▸ **Aufgabenstellung 1**
Fasse den Absatz des Artikels zum EU-Frühjahrsgipfel, der mit „Die Stabilisierung der Finanzmärkte“ beginnt, als knappe Stichpunktliste zusammen und behalte dabei die wesentlichen Fakten bei.
▸ **Aufgabenstellung 2**
Setze den Artikel zum EU-Frühjahrsgipfel im Anschluss an seinen letzten Satz fort.

▸ **Textauszug**
►
Donnerstag, 12. März 2009

Auf der Suche nach dem Tunnel

Europaparlament bereitet EU-Frühjahrsgipfel vor
Auf der Suche nach dem Tunnel
Womöglich fünf weitere Milliarden Euro für EIB / Warnungen vor übermäßigen Defiziten
Die Investitionsbank auf Kirchberg soll zusätzliche Geldmittel und Personal erhalten. (FOTO: ANOUK ANTONY)
VON JAKUB ADAMOWICZ
(STRASSBURG)
Die Stabilisierung der Finanzmärkte,
die Ankurbelung der Realwirtschaft
und die Sicherung von Arbeitsplätzen
sind die Hauptthemen
des kommenden Donnerstag in
Brüssel beginnenden EU-Frühjahrsgipfels.
In den nächsten Tagen entscheidet
sich, ob das fünf Milliarden
Euro umfassende EU-Konjunkturpaket
der Europäischen Investitionsbank
(EIB) für Projektfinanzierungen
bereitgestellt wird.
„Wir haben die Krise unterschätzt
und bisher nicht richtig verstanden.
Wir wissen weiterhin nicht,
wie tiefgreifend und wie lange die
aufgrund der Finanzmarktkrise
entstandene Rezession andauern
wird“, zeichnete EU-Industriekommissar
Günter Verheugen ein
düsteres Bild der wirtschaftlichen
Entwicklungsaussichten. Jan Andersson
(SPE) wurde konkreter:
„In der EU dürften laufendes Jahr
3,5 Millionen Arbeitsplätze verloren
gehen. Die Arbeitslosenrate in
der Eurozone dürfte 2009 auf 9,2
Prozent und 2010 noch weiter steigen“,
so der schwedische Berichterstatter
für beschäftigungspolitische
Maßnahmen.
◄
▸ **Ausgewählte Einträge**
►
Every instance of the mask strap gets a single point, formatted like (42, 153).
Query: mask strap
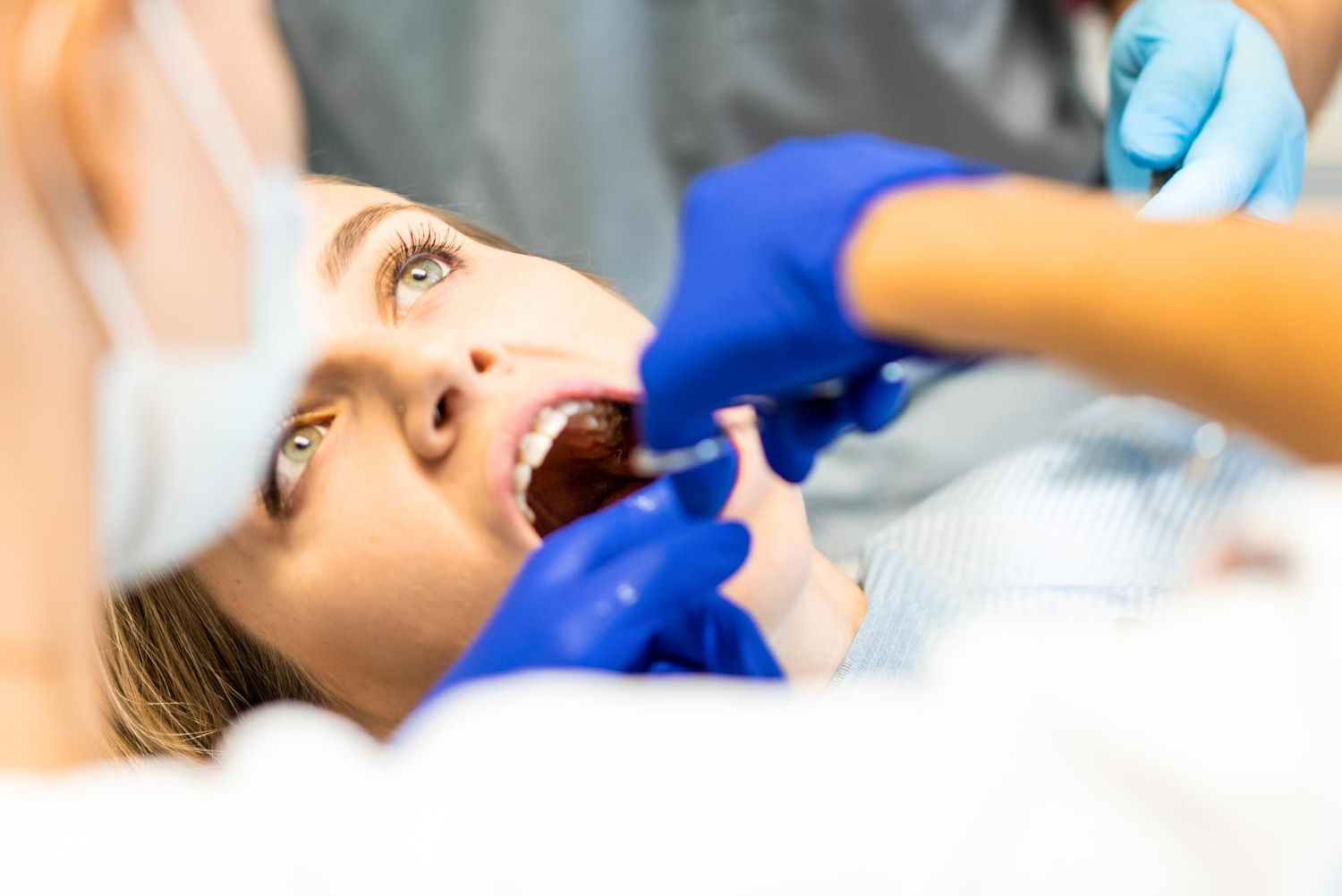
(172, 40)
(72, 214)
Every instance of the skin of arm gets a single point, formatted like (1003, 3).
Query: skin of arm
(1309, 34)
(1237, 319)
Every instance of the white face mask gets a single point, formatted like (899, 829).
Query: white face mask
(182, 429)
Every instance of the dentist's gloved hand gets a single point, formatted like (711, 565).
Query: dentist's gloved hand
(633, 587)
(1202, 86)
(759, 306)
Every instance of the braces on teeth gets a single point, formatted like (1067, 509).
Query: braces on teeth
(600, 418)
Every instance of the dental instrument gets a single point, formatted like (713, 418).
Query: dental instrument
(915, 375)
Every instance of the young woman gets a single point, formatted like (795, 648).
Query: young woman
(471, 399)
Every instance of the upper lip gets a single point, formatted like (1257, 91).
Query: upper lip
(518, 421)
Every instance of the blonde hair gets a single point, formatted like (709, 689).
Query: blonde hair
(177, 671)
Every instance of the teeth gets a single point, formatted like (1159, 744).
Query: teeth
(601, 418)
(533, 448)
(521, 479)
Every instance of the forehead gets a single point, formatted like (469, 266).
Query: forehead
(330, 203)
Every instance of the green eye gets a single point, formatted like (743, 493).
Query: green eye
(293, 458)
(302, 443)
(418, 276)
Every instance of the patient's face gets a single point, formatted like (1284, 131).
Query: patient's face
(397, 515)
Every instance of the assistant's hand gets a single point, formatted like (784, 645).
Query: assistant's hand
(628, 589)
(759, 306)
(1202, 86)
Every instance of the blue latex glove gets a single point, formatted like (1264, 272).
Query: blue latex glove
(759, 306)
(1202, 86)
(628, 589)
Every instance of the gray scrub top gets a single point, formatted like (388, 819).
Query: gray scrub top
(573, 125)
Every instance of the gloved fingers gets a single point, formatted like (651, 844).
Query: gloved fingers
(1275, 198)
(1170, 98)
(1256, 123)
(796, 431)
(681, 568)
(717, 636)
(875, 400)
(705, 490)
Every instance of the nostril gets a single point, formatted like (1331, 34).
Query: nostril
(482, 359)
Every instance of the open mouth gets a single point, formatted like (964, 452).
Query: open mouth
(573, 461)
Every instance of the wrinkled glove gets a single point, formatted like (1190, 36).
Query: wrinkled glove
(628, 589)
(1200, 86)
(759, 306)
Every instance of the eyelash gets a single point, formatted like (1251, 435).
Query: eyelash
(419, 241)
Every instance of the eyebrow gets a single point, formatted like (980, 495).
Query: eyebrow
(349, 236)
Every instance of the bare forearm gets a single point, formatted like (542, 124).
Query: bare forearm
(1310, 37)
(1236, 319)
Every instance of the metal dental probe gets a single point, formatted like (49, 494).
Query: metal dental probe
(652, 463)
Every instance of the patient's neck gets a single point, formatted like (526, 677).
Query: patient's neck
(813, 638)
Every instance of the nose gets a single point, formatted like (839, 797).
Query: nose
(435, 386)
(429, 385)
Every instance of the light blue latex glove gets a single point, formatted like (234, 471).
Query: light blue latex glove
(633, 587)
(759, 306)
(1200, 85)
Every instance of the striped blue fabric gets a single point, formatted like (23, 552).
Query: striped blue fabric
(1102, 520)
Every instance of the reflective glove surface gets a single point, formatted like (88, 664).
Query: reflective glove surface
(1202, 86)
(633, 587)
(759, 308)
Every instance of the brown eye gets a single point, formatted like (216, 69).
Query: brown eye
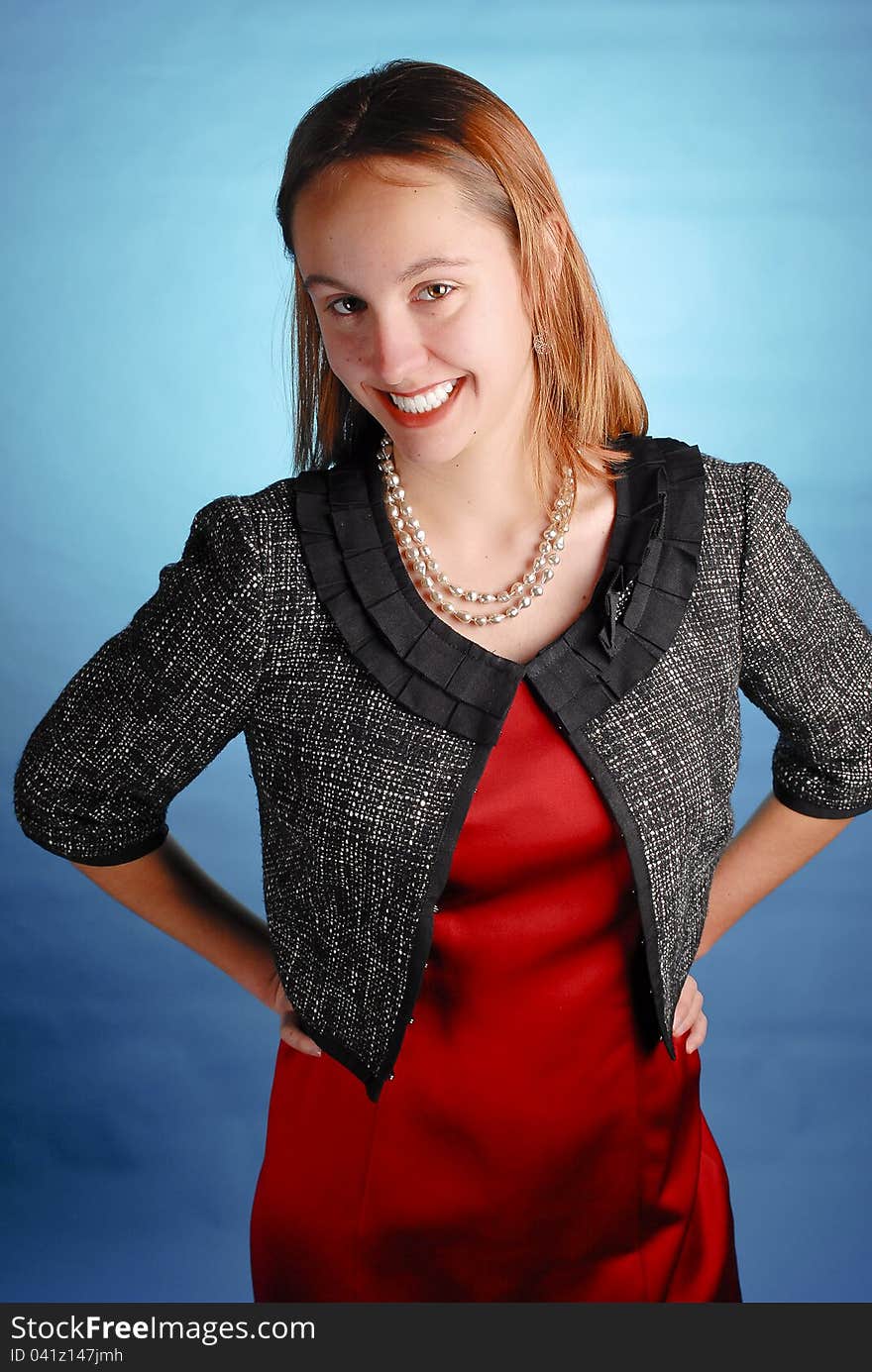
◄
▸ **Lösung 1**
- Hauptthemen des am kommenden Donnerstag in Brüssel beginnenden EU-Frühjahrsgipfels: Stabilisierung der Finanzmärkte, Ankurbelung der Realwirtschaft, Sicherung von Arbeitsplätzen
- Entscheidung in den nächsten Tagen: ob das EU-Konjunkturpaket über fünf Milliarden Euro der Europäischen Investitionsbank (EIB) für Projektfinanzierungen bereitgestellt wird

▸ **Lösung 2**
Richtig koordinieren
Als Hauptursache für die weiter
andauernde Kreditklemme
nannte Verheugen die Erwartungshaltung
von Banken, „noch
eine weitere Abschreibungswelle
überstehen zu müssen“. Die Europäische
Investitionsbank könne
nur beschränkt aushelfen: „Mit ihrer
laufenden Kapitalerhöhung
stößt die EIB an die Grenzen ihrer
Handlungsfähigkeit. Im zweiten
Halbjahr 2009 wird der Kreditbedarf
vieler kleiner und mittelständischer
Betriebe nicht mehr bedient
werden können. Uns steht
eine schwere Zeit bevor“, so die
Warnung des Industriekommissars.
Die meisten der 27 EU-Staaten
haben umfassende Konjunkturprogramme
aufgelegt. Tschechiens
Europaminister Alexandr
Vondra, der am Mittwoch die
Ratspräsidentschaft im Europaparlament
vertrat, unterstrich die
Bedeutung der Koordinierung der
nationalen Maßnahmen: „Selten
waren die Risiken für den europäischen
Integrationsprozess so hoch
wie heute. Nur wenn die EU es
schafft, die Aktionen ihrer Staaten
zu koordinieren, wird sie gestärkt
aus der Wirtschaftskrise hervorgehen“.
Astrid Lulling (CSV-EVP)
erklärte: „Das sogenannte europäische
Konjunkturpaket besteht in
der Hauptsache aus der Koordinierung
der nationalen Stimulierungsmaßnahmen“.
Verheugen
forderte in diesem Zusammenhang,
der kommenden Donnerstag
und Freitag abgehaltene EU-Frühjahrsgipfel
müsse „verbindlich
einen europäischen Kompass für
alle EU-Staaten festsetzen“. EUKommissionspräsident
José Manuel
Barroso verwies auf die Bedeutung
des Binnenmarktes für
zukünftiges Wirtschaftswachstum.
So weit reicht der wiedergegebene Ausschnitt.